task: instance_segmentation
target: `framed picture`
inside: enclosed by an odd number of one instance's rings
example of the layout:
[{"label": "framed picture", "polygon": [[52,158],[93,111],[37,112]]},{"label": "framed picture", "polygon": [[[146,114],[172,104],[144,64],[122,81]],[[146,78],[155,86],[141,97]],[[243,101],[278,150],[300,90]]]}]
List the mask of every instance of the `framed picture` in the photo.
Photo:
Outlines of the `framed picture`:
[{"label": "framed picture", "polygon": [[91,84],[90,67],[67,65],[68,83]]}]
==================================================
== GOAL ==
Copy every entry above word for word, keeping each line unchanged and in its original order.

== RESPONSE BELOW ==
task: instance_segmentation
target: `framed picture`
inside: enclosed by an odd number of one instance's rings
example of the layout:
[{"label": "framed picture", "polygon": [[52,158],[93,111],[37,112]]},{"label": "framed picture", "polygon": [[[146,114],[172,104],[144,64],[122,81]],[[146,78],[155,86],[141,97]],[[243,101],[278,150],[300,90]]]}]
List the mask of every instance of the `framed picture` in the photo.
Photo:
Outlines of the `framed picture`:
[{"label": "framed picture", "polygon": [[91,84],[90,67],[67,65],[68,83]]}]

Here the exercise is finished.